> ENTRIES SHOWN
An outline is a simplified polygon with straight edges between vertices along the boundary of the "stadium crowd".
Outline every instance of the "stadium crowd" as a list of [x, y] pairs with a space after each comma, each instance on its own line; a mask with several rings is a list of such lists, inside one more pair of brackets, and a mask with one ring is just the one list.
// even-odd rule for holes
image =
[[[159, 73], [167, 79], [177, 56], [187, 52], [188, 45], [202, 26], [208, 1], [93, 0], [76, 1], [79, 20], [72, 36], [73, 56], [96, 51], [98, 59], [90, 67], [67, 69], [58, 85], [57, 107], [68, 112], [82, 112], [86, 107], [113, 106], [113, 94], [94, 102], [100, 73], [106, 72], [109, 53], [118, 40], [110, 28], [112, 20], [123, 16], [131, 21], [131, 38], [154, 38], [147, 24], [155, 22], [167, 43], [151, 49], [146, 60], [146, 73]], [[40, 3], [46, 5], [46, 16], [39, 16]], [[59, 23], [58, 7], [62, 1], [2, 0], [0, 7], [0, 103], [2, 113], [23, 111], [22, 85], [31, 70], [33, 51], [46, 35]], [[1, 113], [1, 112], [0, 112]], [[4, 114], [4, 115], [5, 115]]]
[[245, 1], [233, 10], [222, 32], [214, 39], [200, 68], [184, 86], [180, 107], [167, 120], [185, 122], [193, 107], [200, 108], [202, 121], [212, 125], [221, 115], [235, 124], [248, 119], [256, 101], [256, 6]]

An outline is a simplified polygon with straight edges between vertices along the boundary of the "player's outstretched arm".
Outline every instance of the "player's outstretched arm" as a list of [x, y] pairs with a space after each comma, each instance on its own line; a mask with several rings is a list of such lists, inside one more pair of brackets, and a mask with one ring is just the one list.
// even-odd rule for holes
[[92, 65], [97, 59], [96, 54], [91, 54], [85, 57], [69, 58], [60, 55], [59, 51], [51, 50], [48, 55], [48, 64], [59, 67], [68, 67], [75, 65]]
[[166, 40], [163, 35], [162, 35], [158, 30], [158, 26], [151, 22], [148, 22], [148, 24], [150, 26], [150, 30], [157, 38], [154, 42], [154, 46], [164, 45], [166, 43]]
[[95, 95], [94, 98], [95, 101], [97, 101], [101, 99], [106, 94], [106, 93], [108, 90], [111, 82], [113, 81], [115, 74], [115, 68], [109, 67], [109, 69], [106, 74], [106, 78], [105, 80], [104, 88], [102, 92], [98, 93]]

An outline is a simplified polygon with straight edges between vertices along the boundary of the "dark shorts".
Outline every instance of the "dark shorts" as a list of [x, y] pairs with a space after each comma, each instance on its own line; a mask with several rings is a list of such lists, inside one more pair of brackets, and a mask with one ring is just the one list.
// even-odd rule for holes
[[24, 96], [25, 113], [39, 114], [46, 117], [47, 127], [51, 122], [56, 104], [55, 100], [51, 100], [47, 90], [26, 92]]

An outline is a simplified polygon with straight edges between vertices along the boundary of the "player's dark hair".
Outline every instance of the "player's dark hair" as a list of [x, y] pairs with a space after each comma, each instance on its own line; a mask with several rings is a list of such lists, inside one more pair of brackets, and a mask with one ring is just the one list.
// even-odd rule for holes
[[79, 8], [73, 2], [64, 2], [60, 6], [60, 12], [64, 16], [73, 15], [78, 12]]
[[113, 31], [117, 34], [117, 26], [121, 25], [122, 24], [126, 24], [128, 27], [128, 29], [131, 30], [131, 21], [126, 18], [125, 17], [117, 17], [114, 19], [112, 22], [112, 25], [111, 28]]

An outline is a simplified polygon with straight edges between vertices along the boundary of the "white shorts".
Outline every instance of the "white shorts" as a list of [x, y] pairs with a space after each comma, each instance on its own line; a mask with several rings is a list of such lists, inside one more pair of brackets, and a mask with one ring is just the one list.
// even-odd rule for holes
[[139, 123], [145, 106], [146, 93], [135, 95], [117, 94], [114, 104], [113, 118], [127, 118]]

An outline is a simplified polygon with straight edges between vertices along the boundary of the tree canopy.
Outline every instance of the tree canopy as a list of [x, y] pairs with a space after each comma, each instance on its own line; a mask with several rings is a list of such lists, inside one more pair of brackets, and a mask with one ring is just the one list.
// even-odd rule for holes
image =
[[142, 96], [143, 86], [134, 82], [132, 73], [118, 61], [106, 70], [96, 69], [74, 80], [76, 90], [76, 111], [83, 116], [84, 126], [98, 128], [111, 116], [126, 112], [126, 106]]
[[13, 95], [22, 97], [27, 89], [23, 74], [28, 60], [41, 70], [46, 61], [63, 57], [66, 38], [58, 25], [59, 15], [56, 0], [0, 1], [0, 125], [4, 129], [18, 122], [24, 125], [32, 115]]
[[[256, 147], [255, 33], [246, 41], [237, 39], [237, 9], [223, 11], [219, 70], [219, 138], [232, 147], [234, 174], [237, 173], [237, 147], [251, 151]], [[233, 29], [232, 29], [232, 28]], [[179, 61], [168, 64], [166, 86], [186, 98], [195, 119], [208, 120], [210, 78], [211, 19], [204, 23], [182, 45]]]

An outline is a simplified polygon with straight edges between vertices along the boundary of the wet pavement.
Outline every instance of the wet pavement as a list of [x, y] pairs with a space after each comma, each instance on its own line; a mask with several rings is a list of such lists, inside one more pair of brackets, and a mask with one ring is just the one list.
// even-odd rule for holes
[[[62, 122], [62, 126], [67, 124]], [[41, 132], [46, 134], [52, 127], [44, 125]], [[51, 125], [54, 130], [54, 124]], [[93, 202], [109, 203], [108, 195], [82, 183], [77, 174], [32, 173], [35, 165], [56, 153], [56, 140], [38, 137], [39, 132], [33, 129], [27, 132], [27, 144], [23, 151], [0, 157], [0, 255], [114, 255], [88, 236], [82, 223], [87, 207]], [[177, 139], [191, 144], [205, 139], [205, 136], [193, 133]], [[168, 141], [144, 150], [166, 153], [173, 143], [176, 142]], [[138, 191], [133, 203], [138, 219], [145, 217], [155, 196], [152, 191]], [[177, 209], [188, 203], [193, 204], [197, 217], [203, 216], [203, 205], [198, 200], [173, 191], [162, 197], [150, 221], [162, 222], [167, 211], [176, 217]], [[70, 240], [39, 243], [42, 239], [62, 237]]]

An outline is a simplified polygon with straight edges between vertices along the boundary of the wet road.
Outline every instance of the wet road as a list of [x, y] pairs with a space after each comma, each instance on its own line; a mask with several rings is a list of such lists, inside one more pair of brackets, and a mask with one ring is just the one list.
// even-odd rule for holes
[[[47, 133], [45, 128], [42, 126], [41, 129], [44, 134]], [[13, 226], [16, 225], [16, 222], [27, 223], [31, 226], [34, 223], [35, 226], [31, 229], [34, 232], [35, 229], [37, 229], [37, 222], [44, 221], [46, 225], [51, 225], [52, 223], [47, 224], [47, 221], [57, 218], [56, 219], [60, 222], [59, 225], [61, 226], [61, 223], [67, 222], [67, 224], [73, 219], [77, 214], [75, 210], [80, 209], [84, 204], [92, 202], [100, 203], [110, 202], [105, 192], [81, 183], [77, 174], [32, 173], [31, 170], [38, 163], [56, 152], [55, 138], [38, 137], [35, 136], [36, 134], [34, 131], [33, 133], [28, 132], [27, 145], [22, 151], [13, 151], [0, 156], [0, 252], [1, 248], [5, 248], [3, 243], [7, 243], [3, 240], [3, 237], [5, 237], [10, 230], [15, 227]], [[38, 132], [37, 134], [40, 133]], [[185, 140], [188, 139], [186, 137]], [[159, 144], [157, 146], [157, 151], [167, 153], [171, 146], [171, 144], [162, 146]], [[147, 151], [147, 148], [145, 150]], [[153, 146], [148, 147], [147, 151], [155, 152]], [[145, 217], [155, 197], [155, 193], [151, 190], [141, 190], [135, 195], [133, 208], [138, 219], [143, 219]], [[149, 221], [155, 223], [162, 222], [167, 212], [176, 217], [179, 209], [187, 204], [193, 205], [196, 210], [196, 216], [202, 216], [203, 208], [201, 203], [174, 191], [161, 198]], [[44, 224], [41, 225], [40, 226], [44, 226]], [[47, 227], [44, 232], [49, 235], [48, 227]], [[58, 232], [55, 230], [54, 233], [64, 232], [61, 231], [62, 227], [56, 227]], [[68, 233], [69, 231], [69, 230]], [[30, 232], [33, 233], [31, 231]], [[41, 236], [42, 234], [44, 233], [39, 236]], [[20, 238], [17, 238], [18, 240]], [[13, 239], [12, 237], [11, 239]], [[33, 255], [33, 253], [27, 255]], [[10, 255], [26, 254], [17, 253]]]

> WHAT THE TASK REQUIRES
Convert the rows above, from the beginning through the line containing "101], [256, 6]]", into a JSON list of strings with one string per line and blank lines omitted.

> FINISHED EXERCISE
[
  "An outline is a simplified polygon with straight edges between vertices along the boundary of the \"stadium crowd\".",
  "Outline every instance of the \"stadium crowd\" as a list of [x, y] pairs with a space after each comma, each instance on its own line; a mask with several rings is a list of such lists, inside one more pair of brackets, and a mask with one ring is just the one list.",
  "// even-odd rule for holes",
  "image =",
  "[[[159, 73], [167, 79], [177, 56], [187, 52], [188, 45], [202, 26], [208, 1], [93, 0], [76, 1], [79, 20], [72, 36], [73, 56], [96, 51], [98, 59], [90, 67], [67, 69], [58, 85], [57, 107], [68, 112], [82, 112], [86, 107], [113, 106], [113, 94], [94, 102], [100, 73], [106, 72], [109, 53], [118, 40], [110, 28], [112, 20], [123, 16], [131, 21], [131, 38], [154, 38], [147, 24], [155, 22], [167, 43], [151, 49], [146, 60], [146, 73]], [[40, 3], [46, 5], [46, 16], [39, 16]], [[59, 23], [58, 7], [62, 1], [2, 0], [0, 7], [0, 103], [2, 113], [23, 111], [22, 85], [31, 70], [33, 51], [46, 35]], [[1, 113], [1, 112], [0, 112]], [[4, 114], [4, 115], [5, 115]]]",
  "[[245, 1], [233, 10], [222, 32], [214, 39], [200, 68], [184, 86], [180, 107], [167, 120], [185, 122], [193, 107], [200, 108], [202, 121], [212, 125], [221, 115], [235, 124], [248, 119], [256, 101], [256, 6]]"
]